- _Action item_: Please restate the data word for word.

(Point-per-instance localization data)
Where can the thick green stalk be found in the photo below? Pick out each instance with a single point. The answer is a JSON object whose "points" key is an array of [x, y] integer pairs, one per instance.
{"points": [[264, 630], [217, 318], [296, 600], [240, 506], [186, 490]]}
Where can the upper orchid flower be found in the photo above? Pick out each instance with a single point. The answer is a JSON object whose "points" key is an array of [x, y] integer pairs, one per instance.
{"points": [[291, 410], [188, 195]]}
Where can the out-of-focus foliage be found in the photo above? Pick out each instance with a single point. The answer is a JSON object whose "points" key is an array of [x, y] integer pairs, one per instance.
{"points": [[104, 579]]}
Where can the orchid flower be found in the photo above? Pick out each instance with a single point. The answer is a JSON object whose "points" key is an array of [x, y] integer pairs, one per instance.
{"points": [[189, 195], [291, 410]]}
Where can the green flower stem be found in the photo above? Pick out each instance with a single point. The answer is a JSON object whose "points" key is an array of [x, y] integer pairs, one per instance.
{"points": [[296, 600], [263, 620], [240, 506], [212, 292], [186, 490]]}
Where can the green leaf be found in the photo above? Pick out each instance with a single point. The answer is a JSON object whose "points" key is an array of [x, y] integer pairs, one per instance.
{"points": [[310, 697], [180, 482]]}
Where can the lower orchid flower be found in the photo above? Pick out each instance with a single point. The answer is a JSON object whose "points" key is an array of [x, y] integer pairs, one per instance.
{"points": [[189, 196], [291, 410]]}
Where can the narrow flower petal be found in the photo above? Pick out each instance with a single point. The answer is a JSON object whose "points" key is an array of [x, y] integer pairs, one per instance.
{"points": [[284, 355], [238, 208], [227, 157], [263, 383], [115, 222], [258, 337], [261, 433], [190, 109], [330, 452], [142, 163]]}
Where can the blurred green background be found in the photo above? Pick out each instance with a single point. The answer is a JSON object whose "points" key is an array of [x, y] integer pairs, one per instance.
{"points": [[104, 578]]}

- _Exercise response_:
Where can the thick green stalk be found in the photo below? Pick out each instance with a single point. The answer is a JSON object whose "points" key is an array of [x, y] integer pairs, one per instance.
{"points": [[264, 630], [217, 318], [296, 600], [240, 506], [186, 490]]}
Where can the upper orchid flower be found in the photo above? Pick out each instance with a single point. The answer is a JSON object whose "points" key is an array of [x, y] integer pairs, one per instance.
{"points": [[291, 410], [188, 195]]}
Where can the out-of-focus foliage be found in the photo above? Pick out each instance with a single point. The answer is a JSON object whose "points" key is an array of [x, y] integer pairs, one per instance.
{"points": [[104, 579]]}
Where can the orchid flower be found in the photo above? Pick out each instance with a single point. The answer is a JSON object whose "points" key is an array of [x, y] integer pairs, one per instance.
{"points": [[189, 195], [291, 410]]}
Where can the green flower stem be found in the photo above? Pick out each instance with a single point. The answer is a JSON object whose "points" key is an array of [x, y] integer pairs, one per instance.
{"points": [[296, 600], [263, 620], [240, 506], [212, 292], [186, 490]]}
Where can the green leaf be found in the photo above? Pick out each instance with a single point. The answer is a JSON object whose "points" key is an array of [x, y] integer pairs, one per instance.
{"points": [[310, 697], [180, 482]]}
Where can the lower orchid flower be found in the photo above? Pick out each instance with a single point. The answer is a JSON object whose "points" key is an array of [x, y] integer pairs, one per instance.
{"points": [[189, 196], [291, 410]]}
Where can the narrow flower petal be found in the photo above? Pick out each instance with a single point. The answer is a JSON object whose "points" key is an array of [x, y] integer pairs, one per instance.
{"points": [[284, 355], [238, 208], [227, 157], [263, 383], [115, 222], [258, 337], [261, 433], [190, 109], [330, 452], [142, 163]]}
Where can the blurred green background be found in the photo above? Pick out each instance with a single point. The answer is a JSON object whose "points" key is an array of [x, y] integer pairs, one per instance.
{"points": [[104, 578]]}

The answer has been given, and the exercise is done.